> _Goal of the exercise_: Would you write out the entries below, every one of them, exactly?

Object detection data

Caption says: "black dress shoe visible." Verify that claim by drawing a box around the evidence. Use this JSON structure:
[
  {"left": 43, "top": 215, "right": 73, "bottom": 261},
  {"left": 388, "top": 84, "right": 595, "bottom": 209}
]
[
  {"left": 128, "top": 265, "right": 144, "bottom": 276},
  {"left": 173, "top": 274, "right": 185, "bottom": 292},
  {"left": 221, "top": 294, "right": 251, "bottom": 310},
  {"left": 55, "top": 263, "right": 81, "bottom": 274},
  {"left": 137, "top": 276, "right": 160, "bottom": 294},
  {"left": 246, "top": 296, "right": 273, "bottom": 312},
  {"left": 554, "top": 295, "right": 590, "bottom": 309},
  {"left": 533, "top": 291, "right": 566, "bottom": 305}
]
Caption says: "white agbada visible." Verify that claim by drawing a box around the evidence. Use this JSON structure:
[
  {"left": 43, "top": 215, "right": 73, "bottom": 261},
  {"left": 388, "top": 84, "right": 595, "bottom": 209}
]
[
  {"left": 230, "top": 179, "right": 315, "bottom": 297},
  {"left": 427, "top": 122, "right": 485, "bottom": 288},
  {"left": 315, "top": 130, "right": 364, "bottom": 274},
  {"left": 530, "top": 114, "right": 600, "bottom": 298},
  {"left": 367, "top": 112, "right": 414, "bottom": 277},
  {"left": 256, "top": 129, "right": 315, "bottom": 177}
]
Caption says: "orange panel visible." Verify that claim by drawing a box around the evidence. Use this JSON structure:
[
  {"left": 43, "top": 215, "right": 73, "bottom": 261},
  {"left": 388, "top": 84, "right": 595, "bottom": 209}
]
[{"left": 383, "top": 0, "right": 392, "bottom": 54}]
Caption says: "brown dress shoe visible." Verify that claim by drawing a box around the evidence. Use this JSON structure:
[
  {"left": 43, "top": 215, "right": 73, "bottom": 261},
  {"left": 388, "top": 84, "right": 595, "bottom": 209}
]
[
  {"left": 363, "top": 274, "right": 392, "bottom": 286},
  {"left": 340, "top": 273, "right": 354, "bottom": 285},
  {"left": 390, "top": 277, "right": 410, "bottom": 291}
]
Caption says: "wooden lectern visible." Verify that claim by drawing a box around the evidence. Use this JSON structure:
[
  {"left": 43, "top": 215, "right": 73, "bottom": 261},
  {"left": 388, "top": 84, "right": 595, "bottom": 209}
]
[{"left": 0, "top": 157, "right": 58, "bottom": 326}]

> _Exercise solution_:
Caption says: "black dress shoe visible." Verify that claim by drawing a box around the evidence. Use this JSON structure:
[
  {"left": 43, "top": 215, "right": 73, "bottom": 261},
  {"left": 388, "top": 84, "right": 595, "bottom": 209}
]
[
  {"left": 128, "top": 265, "right": 144, "bottom": 276},
  {"left": 173, "top": 274, "right": 185, "bottom": 292},
  {"left": 221, "top": 294, "right": 251, "bottom": 310},
  {"left": 55, "top": 263, "right": 81, "bottom": 274},
  {"left": 137, "top": 276, "right": 160, "bottom": 294},
  {"left": 246, "top": 296, "right": 273, "bottom": 312},
  {"left": 554, "top": 295, "right": 590, "bottom": 309},
  {"left": 533, "top": 291, "right": 566, "bottom": 305}
]
Caption says: "white agbada visible." Verify that claim by drawing a box around the evidence. Use this JSON structure:
[
  {"left": 43, "top": 215, "right": 73, "bottom": 261},
  {"left": 388, "top": 84, "right": 595, "bottom": 209}
]
[
  {"left": 230, "top": 179, "right": 315, "bottom": 297},
  {"left": 427, "top": 122, "right": 485, "bottom": 288},
  {"left": 315, "top": 130, "right": 364, "bottom": 274},
  {"left": 530, "top": 114, "right": 600, "bottom": 298},
  {"left": 367, "top": 112, "right": 414, "bottom": 277},
  {"left": 256, "top": 129, "right": 315, "bottom": 177}
]
Caption says: "orange panel visible." Verify that claim by drawing a box around the evidence. Use this JSON structure:
[
  {"left": 43, "top": 215, "right": 73, "bottom": 261},
  {"left": 388, "top": 84, "right": 595, "bottom": 209}
]
[{"left": 383, "top": 0, "right": 392, "bottom": 54}]
Caption says: "brown dress shoe visible." Verify that claim by drawing a box around the evidence. Use this JSON structure:
[
  {"left": 43, "top": 215, "right": 73, "bottom": 261},
  {"left": 388, "top": 84, "right": 595, "bottom": 209}
]
[
  {"left": 363, "top": 274, "right": 392, "bottom": 286},
  {"left": 340, "top": 273, "right": 354, "bottom": 285},
  {"left": 390, "top": 277, "right": 410, "bottom": 291}
]
Caption says: "wooden lectern visible." Verify that claim by drawing a box around the evidence. Use this JSON structure:
[
  {"left": 43, "top": 215, "right": 73, "bottom": 261},
  {"left": 388, "top": 84, "right": 595, "bottom": 209}
]
[{"left": 0, "top": 157, "right": 58, "bottom": 326}]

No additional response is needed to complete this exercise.